Goal of the exercise: Which lines in the records below contain the word "tree"? Return each of those lines in full.

Data extract:
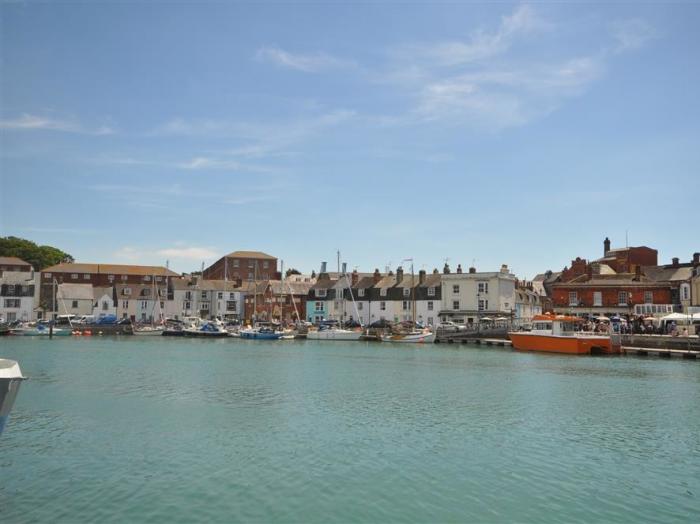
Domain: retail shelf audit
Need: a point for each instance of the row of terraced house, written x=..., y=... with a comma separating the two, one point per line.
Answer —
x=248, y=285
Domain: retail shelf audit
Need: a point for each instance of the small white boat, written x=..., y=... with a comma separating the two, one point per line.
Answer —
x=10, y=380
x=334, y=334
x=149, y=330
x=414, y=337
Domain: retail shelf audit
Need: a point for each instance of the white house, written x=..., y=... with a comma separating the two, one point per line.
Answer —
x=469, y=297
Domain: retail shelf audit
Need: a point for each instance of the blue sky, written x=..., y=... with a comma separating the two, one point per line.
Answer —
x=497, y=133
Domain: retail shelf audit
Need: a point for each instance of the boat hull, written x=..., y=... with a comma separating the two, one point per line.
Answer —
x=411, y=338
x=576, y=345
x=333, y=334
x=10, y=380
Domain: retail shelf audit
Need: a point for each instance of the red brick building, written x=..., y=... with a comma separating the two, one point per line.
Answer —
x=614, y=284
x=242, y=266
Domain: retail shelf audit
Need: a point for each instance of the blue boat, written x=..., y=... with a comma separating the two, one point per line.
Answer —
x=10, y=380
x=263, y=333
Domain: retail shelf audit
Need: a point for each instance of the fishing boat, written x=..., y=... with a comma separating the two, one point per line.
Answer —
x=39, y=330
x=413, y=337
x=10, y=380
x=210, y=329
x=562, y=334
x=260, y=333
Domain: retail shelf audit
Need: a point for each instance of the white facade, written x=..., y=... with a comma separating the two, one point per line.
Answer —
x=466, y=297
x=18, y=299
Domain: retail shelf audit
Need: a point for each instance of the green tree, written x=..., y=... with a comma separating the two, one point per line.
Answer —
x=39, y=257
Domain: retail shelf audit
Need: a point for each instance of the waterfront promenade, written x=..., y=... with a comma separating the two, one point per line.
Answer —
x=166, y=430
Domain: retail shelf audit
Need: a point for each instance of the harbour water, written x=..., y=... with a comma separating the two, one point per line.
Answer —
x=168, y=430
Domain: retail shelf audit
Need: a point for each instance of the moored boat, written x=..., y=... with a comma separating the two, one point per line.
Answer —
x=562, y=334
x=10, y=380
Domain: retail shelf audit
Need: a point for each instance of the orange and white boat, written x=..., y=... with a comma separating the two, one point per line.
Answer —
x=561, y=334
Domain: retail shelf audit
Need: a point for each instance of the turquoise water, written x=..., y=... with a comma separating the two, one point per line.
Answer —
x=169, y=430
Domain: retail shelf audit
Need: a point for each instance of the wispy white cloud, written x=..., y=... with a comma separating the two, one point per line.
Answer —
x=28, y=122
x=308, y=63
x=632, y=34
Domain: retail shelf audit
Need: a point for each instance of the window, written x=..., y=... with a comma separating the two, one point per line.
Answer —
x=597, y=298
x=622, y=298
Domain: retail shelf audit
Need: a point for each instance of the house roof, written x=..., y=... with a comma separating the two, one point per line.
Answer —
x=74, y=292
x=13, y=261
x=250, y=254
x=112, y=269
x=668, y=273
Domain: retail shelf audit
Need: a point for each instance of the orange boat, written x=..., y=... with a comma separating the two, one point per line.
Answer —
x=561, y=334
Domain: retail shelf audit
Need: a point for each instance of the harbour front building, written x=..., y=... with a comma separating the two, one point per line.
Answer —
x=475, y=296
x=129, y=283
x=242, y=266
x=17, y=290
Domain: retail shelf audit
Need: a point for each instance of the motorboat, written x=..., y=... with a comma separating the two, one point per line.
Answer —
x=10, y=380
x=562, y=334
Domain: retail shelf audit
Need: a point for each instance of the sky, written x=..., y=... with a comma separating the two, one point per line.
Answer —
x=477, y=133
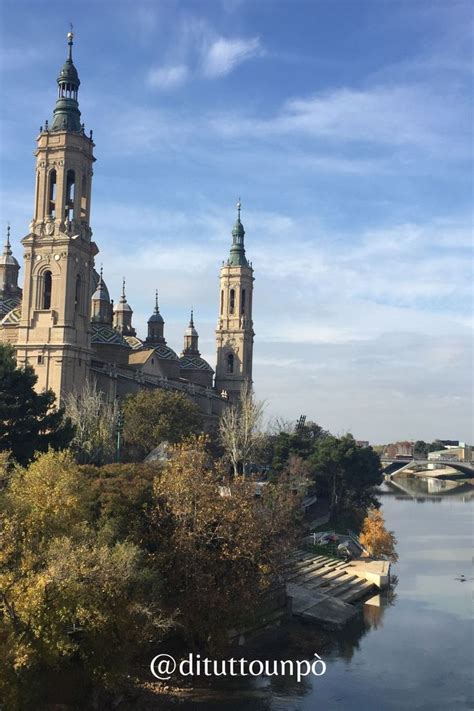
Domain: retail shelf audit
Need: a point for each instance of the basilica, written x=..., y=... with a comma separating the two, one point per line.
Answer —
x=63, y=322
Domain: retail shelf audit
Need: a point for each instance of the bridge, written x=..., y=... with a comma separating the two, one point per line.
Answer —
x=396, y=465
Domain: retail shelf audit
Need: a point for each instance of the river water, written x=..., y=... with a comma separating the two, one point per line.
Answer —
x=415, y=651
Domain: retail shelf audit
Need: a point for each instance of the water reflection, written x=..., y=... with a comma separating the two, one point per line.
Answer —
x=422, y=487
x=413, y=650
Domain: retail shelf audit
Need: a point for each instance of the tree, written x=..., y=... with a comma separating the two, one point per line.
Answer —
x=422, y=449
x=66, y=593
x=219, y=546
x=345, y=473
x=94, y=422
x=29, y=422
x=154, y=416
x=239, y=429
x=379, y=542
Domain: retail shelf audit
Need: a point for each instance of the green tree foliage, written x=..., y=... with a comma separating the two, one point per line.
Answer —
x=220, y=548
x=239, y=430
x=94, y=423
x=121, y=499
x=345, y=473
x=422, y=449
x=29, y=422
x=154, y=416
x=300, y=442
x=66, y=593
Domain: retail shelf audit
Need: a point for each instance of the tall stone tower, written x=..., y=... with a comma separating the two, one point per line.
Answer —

Reply:
Need: a point for each instance of the green tree, written x=..., y=... with a comma separating the two, one point per line.
Need: a point for each instance of the tree, written x=..., y=... with a comma separating the two, one point per line.
Need: a point for each instance of the green tree foliage, written x=..., y=... with a comma separating the two, one point per line.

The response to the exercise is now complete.